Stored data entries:
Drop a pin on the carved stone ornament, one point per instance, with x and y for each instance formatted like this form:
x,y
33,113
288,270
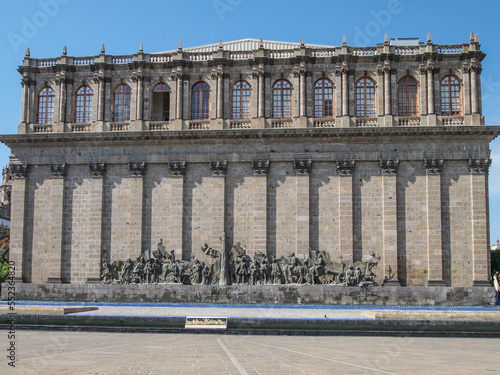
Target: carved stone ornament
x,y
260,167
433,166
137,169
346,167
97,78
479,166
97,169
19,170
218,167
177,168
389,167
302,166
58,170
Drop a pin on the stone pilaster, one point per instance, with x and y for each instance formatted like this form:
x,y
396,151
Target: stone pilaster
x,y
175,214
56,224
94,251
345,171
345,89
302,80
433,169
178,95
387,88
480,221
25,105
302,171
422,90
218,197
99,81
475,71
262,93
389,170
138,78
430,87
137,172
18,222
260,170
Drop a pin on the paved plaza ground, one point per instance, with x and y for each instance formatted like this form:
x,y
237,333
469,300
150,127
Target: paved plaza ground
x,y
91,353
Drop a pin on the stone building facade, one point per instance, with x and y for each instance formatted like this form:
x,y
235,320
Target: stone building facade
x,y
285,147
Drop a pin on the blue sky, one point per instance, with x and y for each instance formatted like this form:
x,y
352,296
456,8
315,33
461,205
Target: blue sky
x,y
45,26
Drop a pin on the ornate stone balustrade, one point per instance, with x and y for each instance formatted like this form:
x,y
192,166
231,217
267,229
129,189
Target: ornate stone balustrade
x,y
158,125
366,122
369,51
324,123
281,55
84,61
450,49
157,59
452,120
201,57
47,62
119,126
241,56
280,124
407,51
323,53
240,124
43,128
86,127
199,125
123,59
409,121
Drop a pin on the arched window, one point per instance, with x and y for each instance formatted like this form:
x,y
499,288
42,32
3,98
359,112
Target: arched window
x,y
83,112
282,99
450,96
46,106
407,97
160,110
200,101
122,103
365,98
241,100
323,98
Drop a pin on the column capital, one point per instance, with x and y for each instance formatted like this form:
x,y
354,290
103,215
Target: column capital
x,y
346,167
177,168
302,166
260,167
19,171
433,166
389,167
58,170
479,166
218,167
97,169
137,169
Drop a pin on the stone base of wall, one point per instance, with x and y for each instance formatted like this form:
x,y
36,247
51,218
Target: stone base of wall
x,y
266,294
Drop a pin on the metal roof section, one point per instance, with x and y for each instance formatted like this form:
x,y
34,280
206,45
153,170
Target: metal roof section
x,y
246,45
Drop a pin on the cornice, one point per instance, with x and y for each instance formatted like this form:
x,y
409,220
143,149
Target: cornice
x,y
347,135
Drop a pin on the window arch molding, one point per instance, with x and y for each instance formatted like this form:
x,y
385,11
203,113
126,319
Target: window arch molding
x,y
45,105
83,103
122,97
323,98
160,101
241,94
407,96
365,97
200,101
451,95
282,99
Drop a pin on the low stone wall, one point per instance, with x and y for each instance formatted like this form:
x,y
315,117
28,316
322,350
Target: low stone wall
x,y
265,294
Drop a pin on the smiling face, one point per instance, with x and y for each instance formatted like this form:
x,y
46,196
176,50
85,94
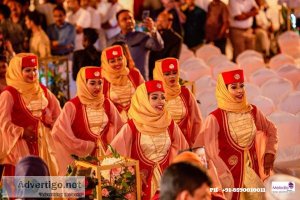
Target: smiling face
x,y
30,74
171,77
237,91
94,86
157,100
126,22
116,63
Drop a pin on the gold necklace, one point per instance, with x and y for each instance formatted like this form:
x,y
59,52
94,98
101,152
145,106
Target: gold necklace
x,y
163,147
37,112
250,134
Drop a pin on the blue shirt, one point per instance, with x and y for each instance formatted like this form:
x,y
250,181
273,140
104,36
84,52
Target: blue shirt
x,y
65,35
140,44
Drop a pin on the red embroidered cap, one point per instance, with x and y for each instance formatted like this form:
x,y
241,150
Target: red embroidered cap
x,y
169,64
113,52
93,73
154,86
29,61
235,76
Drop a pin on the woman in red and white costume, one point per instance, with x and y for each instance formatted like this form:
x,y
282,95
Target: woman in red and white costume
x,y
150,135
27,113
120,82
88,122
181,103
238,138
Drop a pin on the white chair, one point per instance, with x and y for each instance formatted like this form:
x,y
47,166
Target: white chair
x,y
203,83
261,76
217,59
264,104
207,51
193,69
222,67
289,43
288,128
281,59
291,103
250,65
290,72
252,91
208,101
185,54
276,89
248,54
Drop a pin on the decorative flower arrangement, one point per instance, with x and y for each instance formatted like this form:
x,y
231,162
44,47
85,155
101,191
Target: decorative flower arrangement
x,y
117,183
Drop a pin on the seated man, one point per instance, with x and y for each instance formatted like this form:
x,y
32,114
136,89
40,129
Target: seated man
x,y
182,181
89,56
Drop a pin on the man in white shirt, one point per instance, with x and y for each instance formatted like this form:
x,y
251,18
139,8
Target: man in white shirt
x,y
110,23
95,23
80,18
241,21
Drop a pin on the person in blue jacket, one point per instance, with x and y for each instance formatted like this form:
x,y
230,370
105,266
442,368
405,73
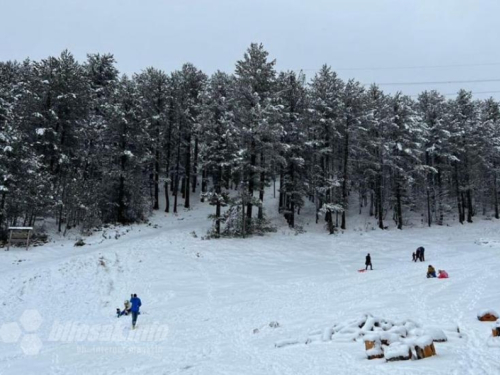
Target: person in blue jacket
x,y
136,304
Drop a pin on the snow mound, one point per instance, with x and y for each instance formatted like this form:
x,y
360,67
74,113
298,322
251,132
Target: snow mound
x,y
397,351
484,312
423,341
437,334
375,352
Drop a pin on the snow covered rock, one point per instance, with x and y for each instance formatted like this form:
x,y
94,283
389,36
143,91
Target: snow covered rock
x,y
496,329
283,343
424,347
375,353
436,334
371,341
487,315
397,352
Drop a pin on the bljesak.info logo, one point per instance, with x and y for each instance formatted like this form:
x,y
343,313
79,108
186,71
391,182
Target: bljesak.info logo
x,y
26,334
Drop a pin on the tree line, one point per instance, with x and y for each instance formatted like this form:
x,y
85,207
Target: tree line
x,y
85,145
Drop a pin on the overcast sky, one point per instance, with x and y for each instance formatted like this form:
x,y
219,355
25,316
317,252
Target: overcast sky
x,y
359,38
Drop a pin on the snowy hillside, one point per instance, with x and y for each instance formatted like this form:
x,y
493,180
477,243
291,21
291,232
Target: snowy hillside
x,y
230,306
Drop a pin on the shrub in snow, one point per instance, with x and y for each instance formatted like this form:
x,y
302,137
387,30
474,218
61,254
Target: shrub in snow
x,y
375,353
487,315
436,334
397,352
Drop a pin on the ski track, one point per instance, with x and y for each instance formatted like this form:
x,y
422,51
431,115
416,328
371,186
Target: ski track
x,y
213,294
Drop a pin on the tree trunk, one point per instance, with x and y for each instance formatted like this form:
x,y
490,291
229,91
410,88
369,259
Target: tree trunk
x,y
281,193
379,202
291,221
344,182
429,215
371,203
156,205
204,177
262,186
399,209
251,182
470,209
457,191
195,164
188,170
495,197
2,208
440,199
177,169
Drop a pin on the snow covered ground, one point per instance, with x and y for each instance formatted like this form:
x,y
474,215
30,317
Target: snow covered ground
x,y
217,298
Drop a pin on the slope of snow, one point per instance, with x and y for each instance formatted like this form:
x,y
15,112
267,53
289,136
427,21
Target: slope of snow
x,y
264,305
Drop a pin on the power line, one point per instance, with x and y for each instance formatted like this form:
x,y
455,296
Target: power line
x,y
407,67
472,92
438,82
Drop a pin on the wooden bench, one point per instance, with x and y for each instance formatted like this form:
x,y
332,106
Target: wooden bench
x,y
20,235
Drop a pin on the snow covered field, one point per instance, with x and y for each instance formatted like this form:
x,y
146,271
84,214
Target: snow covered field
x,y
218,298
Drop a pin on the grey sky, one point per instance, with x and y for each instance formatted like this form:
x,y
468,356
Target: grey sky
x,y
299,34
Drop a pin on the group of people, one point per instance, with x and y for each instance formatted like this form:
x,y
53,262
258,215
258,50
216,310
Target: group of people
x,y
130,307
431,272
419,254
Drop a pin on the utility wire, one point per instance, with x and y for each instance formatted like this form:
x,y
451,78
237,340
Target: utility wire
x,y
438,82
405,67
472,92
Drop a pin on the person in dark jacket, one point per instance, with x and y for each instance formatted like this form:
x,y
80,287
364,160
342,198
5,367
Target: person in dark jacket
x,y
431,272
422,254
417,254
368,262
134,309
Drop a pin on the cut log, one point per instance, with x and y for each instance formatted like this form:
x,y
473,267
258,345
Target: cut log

About this exercise.
Transcribe exactly the lines from the one containing "Target: utility wire" through the end of the records, both included, and nothing else.

Task response.
Target: utility wire
x,y
438,82
405,67
472,92
Drop a pin on the person in dark jacket, one point per instance, with x and y for each instance formatted like this form:
x,y
80,287
364,160
342,198
5,367
Target: person in dark jacket
x,y
431,272
422,254
417,254
368,262
134,309
Drop a pin on the cut log, one point per instance, with x and y for each instance formatted like this form:
x,y
473,267
258,345
Target: cut log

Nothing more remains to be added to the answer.